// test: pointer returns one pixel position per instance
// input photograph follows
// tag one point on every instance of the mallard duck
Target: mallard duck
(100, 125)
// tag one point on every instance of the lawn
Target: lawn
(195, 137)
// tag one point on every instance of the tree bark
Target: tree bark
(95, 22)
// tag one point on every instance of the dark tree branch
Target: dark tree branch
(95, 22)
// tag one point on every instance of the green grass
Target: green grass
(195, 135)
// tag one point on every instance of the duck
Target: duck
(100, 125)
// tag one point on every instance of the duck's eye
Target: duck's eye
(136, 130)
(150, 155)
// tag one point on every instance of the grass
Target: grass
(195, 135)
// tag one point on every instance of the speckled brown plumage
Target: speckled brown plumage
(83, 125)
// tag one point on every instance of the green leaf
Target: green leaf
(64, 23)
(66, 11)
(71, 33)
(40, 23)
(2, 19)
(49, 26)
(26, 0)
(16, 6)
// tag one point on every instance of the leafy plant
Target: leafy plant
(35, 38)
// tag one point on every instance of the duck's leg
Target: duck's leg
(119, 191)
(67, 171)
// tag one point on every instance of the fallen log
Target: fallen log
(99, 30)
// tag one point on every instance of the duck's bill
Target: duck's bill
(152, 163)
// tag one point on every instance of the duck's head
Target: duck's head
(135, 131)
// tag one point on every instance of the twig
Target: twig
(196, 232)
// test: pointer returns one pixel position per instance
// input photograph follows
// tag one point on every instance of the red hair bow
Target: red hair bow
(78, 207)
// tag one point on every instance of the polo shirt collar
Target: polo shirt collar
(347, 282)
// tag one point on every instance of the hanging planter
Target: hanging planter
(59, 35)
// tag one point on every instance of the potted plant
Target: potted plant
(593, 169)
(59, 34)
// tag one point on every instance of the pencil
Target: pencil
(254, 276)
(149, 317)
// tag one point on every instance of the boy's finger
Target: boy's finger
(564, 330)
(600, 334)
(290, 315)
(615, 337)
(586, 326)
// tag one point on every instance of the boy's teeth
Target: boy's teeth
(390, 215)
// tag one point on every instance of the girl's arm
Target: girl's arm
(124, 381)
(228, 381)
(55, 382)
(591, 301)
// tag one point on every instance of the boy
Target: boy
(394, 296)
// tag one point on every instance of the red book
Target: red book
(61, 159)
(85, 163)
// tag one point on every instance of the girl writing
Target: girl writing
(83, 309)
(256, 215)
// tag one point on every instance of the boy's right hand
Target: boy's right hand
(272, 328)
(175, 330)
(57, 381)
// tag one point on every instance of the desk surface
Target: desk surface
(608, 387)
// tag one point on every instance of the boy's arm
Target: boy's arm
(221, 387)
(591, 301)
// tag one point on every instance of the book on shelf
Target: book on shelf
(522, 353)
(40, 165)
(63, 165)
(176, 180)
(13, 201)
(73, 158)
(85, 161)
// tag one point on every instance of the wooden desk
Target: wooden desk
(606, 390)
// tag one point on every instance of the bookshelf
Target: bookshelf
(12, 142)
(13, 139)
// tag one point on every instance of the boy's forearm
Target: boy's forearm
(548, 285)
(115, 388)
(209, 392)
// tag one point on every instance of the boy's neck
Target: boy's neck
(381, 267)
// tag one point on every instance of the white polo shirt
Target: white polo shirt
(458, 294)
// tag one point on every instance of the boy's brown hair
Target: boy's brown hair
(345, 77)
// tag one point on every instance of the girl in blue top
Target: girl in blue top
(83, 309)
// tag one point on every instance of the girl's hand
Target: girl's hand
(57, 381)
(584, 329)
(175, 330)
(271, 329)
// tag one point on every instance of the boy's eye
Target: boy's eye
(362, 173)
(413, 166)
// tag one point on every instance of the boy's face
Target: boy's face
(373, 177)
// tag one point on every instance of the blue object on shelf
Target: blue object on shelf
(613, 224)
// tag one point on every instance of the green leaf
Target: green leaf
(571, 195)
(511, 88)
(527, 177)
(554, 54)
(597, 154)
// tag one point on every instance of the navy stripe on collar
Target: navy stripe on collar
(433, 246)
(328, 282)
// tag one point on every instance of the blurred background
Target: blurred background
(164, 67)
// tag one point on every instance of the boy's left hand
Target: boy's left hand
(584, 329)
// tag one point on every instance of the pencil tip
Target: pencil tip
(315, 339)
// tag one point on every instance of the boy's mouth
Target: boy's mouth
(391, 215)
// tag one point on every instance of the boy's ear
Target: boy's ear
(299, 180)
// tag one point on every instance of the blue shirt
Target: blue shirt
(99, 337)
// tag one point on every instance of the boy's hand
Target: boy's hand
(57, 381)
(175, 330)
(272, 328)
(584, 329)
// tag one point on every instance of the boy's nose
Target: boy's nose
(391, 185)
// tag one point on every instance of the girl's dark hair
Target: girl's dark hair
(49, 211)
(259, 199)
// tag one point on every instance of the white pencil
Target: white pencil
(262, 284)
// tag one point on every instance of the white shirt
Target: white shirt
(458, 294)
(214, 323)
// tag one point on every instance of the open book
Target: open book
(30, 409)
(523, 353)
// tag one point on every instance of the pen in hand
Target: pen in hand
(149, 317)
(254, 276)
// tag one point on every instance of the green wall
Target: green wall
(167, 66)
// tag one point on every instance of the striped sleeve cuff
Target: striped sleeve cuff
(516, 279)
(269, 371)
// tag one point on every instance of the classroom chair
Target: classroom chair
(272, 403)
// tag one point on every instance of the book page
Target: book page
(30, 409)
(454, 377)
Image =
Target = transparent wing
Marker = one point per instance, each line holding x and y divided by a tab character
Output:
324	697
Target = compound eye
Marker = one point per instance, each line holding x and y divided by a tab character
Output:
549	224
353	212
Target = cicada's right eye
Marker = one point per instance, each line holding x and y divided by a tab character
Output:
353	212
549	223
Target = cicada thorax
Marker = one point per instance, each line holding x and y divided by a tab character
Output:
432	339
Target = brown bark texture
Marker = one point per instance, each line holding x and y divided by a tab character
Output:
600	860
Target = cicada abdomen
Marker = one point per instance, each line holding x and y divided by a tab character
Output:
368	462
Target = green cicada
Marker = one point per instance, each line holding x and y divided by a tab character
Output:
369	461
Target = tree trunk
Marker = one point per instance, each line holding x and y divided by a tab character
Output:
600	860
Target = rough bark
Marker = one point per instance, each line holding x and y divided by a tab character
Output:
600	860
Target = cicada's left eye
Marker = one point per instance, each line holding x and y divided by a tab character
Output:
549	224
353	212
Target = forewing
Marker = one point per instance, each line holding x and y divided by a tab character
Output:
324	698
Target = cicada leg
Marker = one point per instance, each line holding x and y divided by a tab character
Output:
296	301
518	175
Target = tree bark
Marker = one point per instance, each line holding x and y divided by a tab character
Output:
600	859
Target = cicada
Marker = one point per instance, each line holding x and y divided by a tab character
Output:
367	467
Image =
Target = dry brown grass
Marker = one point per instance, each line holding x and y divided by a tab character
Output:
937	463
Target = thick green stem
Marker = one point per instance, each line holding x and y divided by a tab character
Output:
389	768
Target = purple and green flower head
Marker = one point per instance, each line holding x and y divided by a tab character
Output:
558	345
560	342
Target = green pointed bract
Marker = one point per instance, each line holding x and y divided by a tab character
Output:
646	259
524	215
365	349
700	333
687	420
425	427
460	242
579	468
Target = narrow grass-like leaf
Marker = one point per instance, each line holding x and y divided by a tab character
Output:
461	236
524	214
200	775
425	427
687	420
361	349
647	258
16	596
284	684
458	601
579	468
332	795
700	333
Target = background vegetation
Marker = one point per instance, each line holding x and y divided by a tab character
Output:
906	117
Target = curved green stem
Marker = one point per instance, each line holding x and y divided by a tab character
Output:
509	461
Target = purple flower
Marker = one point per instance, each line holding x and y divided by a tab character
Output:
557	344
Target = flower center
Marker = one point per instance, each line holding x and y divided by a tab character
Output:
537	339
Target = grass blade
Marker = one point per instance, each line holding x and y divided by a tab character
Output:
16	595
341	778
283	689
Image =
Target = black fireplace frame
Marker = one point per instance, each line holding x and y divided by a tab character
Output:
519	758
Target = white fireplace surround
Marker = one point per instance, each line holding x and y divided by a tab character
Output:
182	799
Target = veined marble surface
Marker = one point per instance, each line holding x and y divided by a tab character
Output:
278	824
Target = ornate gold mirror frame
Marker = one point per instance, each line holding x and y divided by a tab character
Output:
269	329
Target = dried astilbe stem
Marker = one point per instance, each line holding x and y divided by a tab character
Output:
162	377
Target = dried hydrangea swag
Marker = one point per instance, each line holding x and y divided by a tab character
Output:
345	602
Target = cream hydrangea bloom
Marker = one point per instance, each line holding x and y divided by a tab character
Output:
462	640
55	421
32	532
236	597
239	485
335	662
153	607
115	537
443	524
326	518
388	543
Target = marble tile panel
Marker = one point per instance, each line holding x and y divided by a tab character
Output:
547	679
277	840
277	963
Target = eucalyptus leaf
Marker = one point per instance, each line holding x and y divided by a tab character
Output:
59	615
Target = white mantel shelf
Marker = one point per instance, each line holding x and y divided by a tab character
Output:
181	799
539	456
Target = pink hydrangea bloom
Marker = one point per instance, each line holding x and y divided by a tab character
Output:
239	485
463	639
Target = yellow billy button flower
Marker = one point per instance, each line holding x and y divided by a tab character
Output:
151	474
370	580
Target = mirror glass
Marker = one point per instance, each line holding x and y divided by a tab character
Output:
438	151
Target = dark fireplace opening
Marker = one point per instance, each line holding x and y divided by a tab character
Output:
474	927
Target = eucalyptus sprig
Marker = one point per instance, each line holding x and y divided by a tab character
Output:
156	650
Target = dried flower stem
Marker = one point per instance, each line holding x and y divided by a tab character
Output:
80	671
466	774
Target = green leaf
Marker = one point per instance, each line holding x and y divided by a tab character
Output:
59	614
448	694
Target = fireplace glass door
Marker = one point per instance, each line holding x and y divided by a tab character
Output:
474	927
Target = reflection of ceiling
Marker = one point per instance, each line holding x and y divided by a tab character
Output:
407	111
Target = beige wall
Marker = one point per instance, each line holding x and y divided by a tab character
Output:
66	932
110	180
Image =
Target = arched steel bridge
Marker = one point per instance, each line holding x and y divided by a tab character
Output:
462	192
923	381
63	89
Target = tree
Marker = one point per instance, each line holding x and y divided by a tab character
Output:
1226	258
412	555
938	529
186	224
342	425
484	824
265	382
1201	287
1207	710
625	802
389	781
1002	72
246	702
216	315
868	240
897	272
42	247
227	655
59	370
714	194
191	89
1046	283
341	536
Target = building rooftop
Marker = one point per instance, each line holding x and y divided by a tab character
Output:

━━━━━━━━━━

### EXERCISE DESCRIPTION
The result should be every line of the material that contains the word "fireplace", so copy those lines.

### OUTPUT OF THE EXERCISE
Target = black fireplace frame
Target = white fireplace surround
Target = dark fireplace opening
Target = fireplace glass door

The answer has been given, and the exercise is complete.